◆ Consigne a:
Transcrivez le passage sur l'expérience numineuse, depuis « À l'époque je » jusqu'à « cette Possibilité ultime. ».

◆ Extrait:
Une expérience numineuse

(suite 2)

Le no man's land indistinct que j'ai tenté de décrire se situe entre ce que l'intellect peut vaguement affronter et ce qu'il ne peut pas. C'est, pourrait-on dire, une réalité qui ne consiste en rien d'autre que "Dieu par rapport à la vie humaine". (Non pas quelque chose d'abstrait : mais une puissance telle qu'elle est… toute-puissante). A la réflexion, je m'aperçois que ces circonstances aboutirent au fait que cet Etre infini (avec et en Qui je ne formais qu'Une) ne me traita ni en inférieure ni en enfant, mais en adulte à part entière, une adulte qui se tenait debout avec Ses pieds, et en Lui, sur le sol sur lequel Il se tenait.* Il n'y avait aucune marque d'indulgence. On ne m'offrait - "Il" ne m'offrait - rien. Qu'aurait-Il offert à quelqu'un qu'Il traitait comme - qui était - à tous égards, Son égale - Lui-même - parce qu'Une avec Lui ? Il était tout à fait évident qu'Il/Je/toute la création (tous ne faisaient qu'un) n'accepteraient (ou ne reconnaîtraient) que ce qui était divin en moi/Elle (la Création), et ne se satisferaient pas de moins.

À l'époque je ne réagis pas mentalement à quoi que ce fût de tout ceci - c'était simplement ainsi. C'était un fait, et en tant que fait était incontestable - et je n'exprimai pas de surprise, de stupeur, ni même de fausse humilité envers cela. C'était ainsi. Je devins ce que j'étais en train de vivre parce que j'étais si élevée spirituellement que je devins joyeusement une avec cette Possibilité ultime.

Enregistrements d'un jeu de données

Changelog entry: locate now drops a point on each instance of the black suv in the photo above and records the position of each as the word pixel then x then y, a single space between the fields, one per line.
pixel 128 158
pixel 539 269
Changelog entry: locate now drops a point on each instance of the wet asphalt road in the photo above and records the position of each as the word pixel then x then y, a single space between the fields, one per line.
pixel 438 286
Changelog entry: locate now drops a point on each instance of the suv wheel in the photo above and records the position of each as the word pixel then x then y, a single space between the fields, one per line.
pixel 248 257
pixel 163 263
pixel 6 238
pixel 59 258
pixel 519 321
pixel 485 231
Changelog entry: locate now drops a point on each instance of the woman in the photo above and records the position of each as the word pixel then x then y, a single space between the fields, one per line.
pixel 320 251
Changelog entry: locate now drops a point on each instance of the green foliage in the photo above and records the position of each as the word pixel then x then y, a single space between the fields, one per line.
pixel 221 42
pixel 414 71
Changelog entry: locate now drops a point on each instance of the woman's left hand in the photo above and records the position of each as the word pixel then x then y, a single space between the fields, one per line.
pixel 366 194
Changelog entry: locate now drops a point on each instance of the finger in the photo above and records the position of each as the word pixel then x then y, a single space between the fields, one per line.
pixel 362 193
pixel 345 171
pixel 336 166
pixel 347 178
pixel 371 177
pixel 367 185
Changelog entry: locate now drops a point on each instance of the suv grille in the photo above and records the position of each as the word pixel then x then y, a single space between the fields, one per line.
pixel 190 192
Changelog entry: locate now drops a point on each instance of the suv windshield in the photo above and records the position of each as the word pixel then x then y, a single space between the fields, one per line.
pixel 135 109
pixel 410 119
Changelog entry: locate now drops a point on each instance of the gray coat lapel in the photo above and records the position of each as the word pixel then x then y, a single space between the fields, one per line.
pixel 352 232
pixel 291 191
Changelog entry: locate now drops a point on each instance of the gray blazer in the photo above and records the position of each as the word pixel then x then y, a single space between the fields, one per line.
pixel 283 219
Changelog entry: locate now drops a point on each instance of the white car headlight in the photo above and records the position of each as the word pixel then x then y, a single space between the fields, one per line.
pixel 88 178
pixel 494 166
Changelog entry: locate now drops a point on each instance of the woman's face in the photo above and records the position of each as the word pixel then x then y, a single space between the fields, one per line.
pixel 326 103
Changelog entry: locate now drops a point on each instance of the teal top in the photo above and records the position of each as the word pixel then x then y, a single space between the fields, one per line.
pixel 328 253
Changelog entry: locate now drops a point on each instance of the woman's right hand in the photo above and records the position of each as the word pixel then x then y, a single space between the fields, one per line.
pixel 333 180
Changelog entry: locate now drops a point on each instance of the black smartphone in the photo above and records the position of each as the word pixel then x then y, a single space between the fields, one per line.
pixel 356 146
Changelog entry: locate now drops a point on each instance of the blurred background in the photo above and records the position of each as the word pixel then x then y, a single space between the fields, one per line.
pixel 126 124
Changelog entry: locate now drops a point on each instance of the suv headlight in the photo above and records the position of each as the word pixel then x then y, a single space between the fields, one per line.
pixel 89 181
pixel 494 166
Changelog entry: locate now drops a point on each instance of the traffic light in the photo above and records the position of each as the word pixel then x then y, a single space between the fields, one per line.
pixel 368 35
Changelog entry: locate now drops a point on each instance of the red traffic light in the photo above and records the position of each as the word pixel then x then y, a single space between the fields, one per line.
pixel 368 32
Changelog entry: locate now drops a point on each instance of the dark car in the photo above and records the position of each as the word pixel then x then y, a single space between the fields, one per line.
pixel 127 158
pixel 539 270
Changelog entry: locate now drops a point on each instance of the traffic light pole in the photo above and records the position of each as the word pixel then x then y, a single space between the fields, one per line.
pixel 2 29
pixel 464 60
* * *
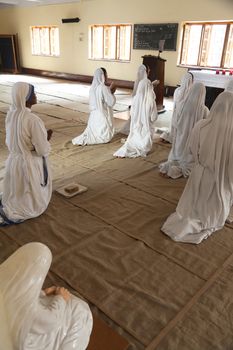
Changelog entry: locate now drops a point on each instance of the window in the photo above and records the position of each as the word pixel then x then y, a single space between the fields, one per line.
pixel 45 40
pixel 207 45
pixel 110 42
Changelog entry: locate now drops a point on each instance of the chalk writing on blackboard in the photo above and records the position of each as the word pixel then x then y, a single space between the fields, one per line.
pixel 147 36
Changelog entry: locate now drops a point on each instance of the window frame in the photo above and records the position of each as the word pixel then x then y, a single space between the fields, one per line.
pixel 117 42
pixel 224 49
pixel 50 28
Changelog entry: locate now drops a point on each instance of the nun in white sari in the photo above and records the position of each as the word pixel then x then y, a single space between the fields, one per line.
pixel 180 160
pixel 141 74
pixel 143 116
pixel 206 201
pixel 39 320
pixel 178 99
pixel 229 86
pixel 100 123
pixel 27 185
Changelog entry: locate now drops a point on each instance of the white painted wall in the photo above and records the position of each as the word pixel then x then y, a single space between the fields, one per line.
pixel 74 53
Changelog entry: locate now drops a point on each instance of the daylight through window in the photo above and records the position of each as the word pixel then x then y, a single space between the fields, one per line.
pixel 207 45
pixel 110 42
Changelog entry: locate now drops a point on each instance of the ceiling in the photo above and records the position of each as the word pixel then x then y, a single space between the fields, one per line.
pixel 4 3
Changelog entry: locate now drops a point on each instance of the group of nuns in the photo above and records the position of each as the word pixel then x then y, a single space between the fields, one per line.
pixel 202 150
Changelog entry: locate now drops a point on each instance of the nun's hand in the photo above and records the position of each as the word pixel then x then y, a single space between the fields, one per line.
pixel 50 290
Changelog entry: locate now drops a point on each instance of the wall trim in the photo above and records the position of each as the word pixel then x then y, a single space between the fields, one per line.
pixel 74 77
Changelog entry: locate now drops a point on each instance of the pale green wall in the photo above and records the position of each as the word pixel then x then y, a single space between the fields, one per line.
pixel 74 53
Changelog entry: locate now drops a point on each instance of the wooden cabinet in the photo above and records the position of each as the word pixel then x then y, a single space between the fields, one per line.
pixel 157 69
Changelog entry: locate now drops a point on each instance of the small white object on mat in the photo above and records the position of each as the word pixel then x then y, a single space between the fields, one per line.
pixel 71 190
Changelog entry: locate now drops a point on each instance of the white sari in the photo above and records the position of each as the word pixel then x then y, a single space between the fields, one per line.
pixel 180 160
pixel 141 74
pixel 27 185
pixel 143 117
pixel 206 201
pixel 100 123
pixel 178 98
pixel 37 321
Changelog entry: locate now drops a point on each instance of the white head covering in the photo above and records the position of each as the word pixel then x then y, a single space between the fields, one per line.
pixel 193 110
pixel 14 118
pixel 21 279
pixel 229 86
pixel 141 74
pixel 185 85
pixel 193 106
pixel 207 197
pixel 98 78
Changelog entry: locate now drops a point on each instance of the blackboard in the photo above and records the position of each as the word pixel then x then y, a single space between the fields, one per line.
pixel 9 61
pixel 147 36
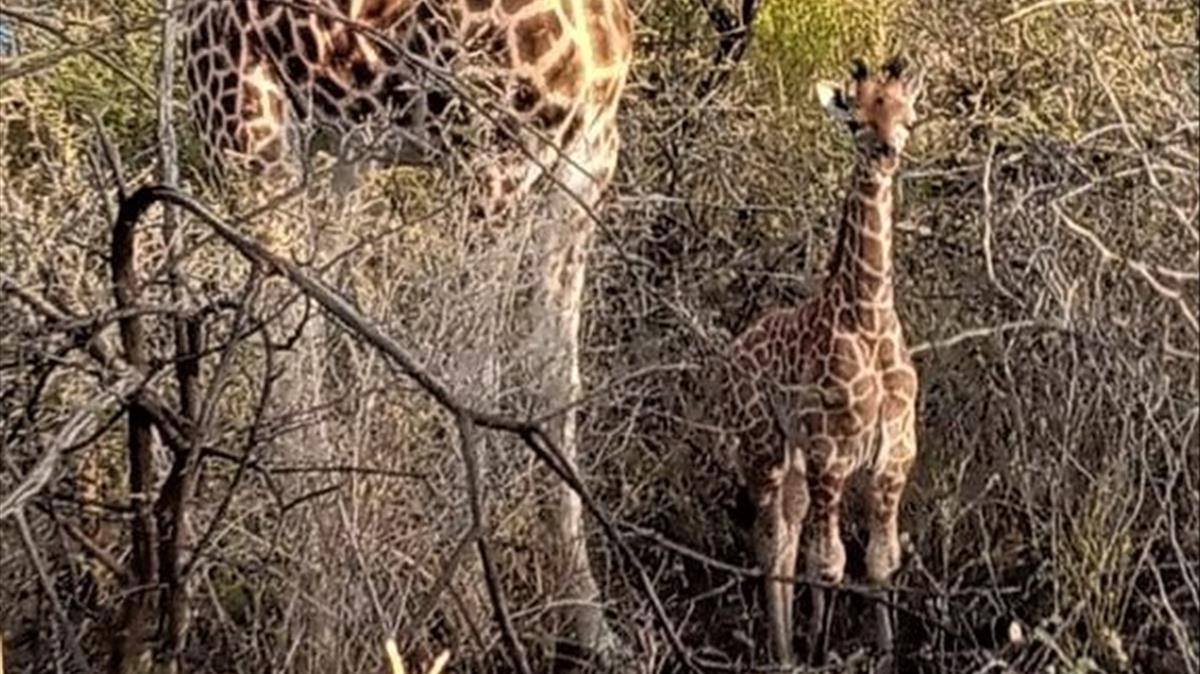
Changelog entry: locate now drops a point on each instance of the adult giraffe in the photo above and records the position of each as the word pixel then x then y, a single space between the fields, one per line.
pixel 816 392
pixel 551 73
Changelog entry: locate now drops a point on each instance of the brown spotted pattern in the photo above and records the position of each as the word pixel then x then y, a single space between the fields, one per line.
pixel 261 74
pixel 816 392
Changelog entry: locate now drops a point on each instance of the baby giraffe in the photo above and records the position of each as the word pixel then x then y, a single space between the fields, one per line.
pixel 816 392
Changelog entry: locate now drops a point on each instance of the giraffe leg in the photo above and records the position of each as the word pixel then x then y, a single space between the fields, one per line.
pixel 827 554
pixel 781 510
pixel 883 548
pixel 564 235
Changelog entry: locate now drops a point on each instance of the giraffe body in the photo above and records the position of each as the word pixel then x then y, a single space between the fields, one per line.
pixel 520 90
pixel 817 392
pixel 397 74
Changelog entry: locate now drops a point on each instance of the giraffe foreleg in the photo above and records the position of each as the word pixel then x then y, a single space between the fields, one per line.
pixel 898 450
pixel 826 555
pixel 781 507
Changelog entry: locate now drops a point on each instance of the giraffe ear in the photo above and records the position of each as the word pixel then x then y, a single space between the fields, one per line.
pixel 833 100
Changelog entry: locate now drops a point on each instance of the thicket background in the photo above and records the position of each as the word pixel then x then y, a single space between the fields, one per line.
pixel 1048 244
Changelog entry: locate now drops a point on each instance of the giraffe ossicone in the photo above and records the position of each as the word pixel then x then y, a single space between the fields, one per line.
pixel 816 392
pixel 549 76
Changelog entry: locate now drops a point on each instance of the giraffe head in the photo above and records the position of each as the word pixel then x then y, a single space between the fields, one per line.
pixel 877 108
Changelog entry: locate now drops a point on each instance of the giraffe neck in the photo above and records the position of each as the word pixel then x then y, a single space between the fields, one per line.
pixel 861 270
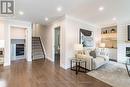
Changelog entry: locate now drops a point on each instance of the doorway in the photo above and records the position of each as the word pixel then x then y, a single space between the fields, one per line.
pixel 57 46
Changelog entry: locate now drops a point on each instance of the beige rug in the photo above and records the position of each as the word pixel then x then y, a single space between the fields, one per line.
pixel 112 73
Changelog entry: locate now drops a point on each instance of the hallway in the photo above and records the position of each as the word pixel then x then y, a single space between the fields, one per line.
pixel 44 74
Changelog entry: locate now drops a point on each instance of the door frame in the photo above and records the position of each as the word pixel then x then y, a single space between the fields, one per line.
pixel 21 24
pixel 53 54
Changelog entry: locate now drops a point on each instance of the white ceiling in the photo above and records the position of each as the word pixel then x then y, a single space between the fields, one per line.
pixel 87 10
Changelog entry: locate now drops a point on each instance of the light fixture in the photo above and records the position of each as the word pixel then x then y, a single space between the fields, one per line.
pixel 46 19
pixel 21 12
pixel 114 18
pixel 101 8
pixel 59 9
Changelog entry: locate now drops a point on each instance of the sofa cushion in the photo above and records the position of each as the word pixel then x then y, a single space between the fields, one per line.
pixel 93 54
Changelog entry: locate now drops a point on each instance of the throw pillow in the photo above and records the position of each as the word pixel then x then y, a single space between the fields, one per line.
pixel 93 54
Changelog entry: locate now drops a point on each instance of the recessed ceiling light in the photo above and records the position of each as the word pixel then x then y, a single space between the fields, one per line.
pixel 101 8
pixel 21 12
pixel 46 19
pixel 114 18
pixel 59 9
* * *
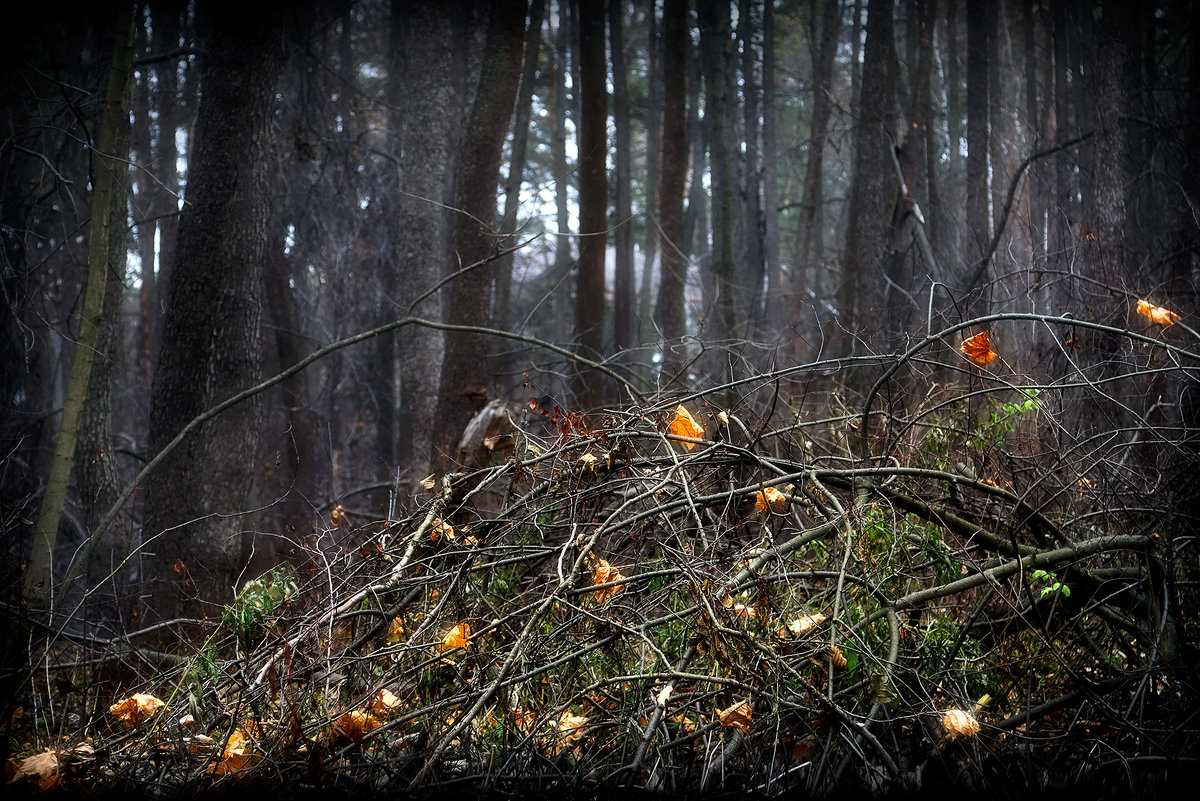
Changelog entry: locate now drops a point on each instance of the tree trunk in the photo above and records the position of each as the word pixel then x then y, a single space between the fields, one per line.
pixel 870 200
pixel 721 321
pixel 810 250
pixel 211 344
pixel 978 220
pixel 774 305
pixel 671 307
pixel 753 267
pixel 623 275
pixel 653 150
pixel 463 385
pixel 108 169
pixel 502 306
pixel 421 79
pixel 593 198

◆ Consigne b:
Sortez en CSV à deux colonnes, enonce et reponse, la partie de la liste qui va de la ligne contenant « the woman in » jusqu'à celle contenant « pixel 366 194 », ces deux lignes comprises. Mettez chaque énoncé avec sa réponse sur une ligne, chaque champ entre guillemets, et remplacez les sauts de ligne par des espaces.

◆ Réponse attendue a:
À l'époque je ne réagis pas mentalement à quoi que ce fût de tout ceci - c'était simplement ainsi. C'était un fait, et en tant que fait était incontestable - et je n'exprimai pas de surprise, de stupeur, ni même de fausse humilité envers cela. C'était ainsi. Je devins ce que j'étais en train de vivre parce que j'étais si élevée spirituellement que je devins joyeusement une avec cette Possibilité ultime.

◆ Réponse attendue b:
enonce,reponse
"Changelog entry: locate now drops a point on each instance of the woman in the photo above and records the position of each as the word pixel then x then y, a single space between the fields, one per line.","pixel 320 251"
"Changelog entry: locate now drops a point on each instance of the green foliage in the photo above and records the position of each as the word pixel then x then y, a single space between the fields, one per line.","pixel 221 42 pixel 414 71"
"Changelog entry: locate now drops a point on each instance of the woman's left hand in the photo above and records the position of each as the word pixel then x then y, a single space between the fields, one per line.","pixel 366 194"